■ **Exercise directions**:
Locate the line containing "Scouting pass: put a marker on the blue reflection", then please write out that line and all the lines below it in the entries exactly.

================

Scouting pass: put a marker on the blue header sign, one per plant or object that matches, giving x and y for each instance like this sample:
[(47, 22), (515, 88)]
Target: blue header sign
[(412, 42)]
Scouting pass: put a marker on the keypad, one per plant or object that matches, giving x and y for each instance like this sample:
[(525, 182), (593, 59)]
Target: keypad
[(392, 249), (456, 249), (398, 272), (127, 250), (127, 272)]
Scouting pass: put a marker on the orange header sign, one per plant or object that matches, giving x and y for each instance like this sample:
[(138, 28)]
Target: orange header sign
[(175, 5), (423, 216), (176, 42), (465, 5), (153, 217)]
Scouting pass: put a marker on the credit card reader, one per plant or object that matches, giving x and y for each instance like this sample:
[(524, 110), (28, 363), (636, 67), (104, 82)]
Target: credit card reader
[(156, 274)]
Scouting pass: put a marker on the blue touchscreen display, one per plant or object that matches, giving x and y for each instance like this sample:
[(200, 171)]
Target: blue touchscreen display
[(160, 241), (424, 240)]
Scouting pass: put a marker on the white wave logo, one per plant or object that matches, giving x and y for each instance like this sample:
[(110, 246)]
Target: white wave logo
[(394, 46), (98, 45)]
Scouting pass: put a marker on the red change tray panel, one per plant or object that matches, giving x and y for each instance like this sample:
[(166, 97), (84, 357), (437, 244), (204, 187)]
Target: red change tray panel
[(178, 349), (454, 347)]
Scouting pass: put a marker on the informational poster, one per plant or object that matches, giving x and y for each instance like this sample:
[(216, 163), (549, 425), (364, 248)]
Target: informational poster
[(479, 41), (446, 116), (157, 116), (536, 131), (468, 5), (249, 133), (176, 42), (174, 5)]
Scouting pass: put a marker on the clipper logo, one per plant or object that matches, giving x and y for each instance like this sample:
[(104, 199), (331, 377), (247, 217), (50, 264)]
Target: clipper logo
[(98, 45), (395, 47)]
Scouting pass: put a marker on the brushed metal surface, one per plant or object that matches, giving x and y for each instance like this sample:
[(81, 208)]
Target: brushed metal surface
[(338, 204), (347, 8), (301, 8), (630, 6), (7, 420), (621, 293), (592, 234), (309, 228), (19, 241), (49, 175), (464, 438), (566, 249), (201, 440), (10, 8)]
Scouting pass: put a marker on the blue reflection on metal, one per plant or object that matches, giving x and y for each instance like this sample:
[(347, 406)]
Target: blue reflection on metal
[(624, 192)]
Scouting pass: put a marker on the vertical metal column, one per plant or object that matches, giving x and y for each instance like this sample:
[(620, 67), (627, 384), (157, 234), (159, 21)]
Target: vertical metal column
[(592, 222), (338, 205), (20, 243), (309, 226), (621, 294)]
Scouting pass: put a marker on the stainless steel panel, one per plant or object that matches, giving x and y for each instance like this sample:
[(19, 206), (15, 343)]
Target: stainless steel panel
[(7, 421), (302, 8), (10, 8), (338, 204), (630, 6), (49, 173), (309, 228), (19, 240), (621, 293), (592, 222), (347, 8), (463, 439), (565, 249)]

================

■ **Answer for this exercise**:
Scouting pass: put a marker on the blue reflection on metal, one per plant or object that matches, giving x and y for each instance like this sample:
[(347, 406)]
Target: blue reflection on metal
[(624, 192)]
Scouting pass: put a marker on the vertical metal column, one per plant or object that matches, giving x and y for each instance like this sample:
[(620, 67), (627, 384), (157, 234), (159, 21)]
Target: vertical metal column
[(592, 222), (338, 205), (20, 243), (309, 226), (621, 294)]
Scouting pass: put a marker on the stainless steel panel, one per plant or object that matches, giving x and y for each instance like this sample:
[(19, 206), (15, 343)]
Target: stainless steel panel
[(7, 421), (302, 8), (10, 8), (338, 204), (630, 6), (49, 173), (309, 228), (19, 240), (621, 293), (592, 222), (347, 8), (463, 439), (565, 249)]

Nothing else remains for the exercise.